Can you repeat the listing word for word, from its first line through the line containing "<point>677,318</point>"?

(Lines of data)
>>

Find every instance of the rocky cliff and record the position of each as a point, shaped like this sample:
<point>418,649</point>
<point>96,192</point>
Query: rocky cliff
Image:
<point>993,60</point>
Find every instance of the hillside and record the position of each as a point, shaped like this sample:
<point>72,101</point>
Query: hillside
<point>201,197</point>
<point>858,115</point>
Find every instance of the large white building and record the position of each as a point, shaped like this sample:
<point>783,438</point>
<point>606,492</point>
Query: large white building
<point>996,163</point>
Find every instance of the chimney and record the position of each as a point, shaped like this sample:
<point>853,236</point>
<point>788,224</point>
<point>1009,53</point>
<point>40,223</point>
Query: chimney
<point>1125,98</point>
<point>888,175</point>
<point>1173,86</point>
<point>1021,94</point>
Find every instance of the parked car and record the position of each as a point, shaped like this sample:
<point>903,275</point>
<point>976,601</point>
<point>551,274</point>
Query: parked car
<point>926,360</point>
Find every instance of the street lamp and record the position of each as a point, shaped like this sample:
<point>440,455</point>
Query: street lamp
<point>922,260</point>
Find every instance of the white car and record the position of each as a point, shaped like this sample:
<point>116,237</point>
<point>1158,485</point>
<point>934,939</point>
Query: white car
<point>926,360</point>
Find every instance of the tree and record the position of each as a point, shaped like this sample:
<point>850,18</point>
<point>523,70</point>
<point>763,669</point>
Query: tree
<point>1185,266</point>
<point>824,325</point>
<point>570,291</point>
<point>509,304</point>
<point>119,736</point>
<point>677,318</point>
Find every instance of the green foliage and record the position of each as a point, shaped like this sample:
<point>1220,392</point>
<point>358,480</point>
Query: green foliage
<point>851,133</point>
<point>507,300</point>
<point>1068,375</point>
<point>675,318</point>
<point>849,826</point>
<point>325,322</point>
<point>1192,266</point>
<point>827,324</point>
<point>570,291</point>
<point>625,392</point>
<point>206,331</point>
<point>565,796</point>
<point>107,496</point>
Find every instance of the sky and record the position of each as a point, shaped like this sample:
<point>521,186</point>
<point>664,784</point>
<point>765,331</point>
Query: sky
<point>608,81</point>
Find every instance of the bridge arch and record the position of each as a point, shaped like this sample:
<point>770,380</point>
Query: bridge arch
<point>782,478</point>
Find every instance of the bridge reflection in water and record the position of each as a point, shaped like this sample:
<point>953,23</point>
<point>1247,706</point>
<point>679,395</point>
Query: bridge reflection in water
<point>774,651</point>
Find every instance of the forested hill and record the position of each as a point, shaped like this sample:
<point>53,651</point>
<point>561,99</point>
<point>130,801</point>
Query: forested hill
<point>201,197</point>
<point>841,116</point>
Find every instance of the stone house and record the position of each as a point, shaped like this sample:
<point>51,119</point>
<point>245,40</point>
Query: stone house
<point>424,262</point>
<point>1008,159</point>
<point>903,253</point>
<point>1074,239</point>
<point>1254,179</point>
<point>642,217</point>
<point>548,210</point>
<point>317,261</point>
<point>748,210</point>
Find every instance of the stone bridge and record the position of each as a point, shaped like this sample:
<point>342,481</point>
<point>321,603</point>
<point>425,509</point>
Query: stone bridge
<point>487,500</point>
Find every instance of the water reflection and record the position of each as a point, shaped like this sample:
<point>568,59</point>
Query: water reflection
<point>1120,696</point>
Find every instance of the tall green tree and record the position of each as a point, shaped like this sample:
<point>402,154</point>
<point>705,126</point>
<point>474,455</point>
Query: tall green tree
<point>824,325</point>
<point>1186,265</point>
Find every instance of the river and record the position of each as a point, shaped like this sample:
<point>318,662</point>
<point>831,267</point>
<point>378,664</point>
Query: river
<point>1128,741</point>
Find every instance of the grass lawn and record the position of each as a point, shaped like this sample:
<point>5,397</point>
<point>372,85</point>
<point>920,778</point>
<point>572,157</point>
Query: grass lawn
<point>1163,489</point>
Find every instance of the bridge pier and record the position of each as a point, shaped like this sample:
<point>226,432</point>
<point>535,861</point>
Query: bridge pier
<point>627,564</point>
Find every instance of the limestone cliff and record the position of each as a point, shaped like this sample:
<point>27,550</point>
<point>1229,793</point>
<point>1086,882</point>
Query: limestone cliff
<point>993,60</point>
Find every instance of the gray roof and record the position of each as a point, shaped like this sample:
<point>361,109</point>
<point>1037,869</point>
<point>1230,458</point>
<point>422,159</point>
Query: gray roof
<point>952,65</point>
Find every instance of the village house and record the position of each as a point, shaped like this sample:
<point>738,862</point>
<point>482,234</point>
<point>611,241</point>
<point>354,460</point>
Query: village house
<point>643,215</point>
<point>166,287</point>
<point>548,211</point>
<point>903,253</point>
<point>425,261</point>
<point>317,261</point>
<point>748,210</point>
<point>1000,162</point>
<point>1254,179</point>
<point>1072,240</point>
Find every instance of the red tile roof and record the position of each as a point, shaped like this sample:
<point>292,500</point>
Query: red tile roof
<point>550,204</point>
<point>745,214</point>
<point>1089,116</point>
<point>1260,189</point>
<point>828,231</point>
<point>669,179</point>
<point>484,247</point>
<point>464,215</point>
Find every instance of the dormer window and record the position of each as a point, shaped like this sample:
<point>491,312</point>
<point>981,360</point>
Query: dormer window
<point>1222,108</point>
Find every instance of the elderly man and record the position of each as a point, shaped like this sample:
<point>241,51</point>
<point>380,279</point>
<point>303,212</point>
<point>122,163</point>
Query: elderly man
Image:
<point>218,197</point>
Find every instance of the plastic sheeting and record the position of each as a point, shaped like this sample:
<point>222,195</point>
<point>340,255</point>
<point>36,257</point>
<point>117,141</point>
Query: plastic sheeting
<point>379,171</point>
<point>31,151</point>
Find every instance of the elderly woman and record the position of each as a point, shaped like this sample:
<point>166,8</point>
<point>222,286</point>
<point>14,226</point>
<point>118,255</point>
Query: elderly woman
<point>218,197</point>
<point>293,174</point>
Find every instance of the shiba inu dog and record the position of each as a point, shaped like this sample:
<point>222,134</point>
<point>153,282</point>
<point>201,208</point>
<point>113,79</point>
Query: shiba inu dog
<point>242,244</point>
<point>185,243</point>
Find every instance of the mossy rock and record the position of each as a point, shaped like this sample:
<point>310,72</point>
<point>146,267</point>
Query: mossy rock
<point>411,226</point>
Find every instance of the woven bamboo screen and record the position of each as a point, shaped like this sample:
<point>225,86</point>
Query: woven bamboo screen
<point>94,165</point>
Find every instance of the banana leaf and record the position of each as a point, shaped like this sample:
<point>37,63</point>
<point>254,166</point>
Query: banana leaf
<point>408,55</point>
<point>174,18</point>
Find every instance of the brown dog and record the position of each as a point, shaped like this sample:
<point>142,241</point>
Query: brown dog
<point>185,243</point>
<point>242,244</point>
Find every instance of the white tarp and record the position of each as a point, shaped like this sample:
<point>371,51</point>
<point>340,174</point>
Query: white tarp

<<

#### RESULT FOR THIS TASK
Find every instance of the rocky cliff and record the position of each as a point, shaped like this sample:
<point>418,649</point>
<point>96,192</point>
Query: rocky cliff
Image:
<point>993,60</point>
Find every instance of the hillside and record the position of each as a point, shaped like this sample:
<point>72,101</point>
Query: hillside
<point>201,197</point>
<point>858,115</point>
Find every instance of the large white building and record the position of each as a point, shaped like this sample:
<point>783,438</point>
<point>606,492</point>
Query: large white building
<point>996,163</point>
Find every instance of the chimney and record the position of each as a point, shaped like this sample:
<point>853,236</point>
<point>788,224</point>
<point>1009,53</point>
<point>40,223</point>
Query: chimney
<point>1125,98</point>
<point>888,175</point>
<point>1173,86</point>
<point>1021,94</point>
Find every instance of the parked car and record the position of each as a point, shaped like this sample:
<point>903,275</point>
<point>976,601</point>
<point>551,274</point>
Query: parked car
<point>926,360</point>
Find every instance of the street lamp and record the position of each as a point, shaped like this sample:
<point>440,455</point>
Query: street lamp
<point>922,260</point>
Find every instance of the white car and record the position of each as a point, shaped like this sample:
<point>116,237</point>
<point>1158,485</point>
<point>934,939</point>
Query: white car
<point>926,360</point>
Find every instance of the tree and record the position of each as a point, shaped like this sample:
<point>850,18</point>
<point>523,70</point>
<point>763,669</point>
Query: tree
<point>1185,266</point>
<point>824,325</point>
<point>570,291</point>
<point>509,304</point>
<point>119,736</point>
<point>677,318</point>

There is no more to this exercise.